*Stated problem*
Select every line in the material below that contains the word "forest", and copy those lines.

***

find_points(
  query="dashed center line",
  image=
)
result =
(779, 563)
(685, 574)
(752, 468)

***

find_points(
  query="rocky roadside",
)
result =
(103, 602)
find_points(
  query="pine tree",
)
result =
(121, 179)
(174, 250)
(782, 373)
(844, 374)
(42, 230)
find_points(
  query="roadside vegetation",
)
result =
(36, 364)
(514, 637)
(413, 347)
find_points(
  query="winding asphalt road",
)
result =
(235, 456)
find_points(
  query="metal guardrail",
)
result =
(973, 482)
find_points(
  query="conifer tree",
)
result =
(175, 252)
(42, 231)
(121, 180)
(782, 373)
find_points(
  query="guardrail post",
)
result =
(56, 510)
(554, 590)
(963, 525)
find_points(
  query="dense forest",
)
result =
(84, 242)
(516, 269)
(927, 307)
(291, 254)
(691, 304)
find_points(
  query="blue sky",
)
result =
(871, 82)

***

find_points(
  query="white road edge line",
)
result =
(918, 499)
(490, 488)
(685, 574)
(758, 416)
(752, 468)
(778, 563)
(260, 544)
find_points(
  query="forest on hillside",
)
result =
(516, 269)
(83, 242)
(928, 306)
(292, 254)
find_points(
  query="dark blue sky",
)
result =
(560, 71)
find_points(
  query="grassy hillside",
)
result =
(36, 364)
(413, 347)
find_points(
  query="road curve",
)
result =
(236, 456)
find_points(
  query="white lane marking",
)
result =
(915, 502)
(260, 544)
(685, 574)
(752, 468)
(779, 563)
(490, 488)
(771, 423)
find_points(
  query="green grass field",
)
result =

***

*Solution below*
  query="dense forest",
  query="forest on hillside",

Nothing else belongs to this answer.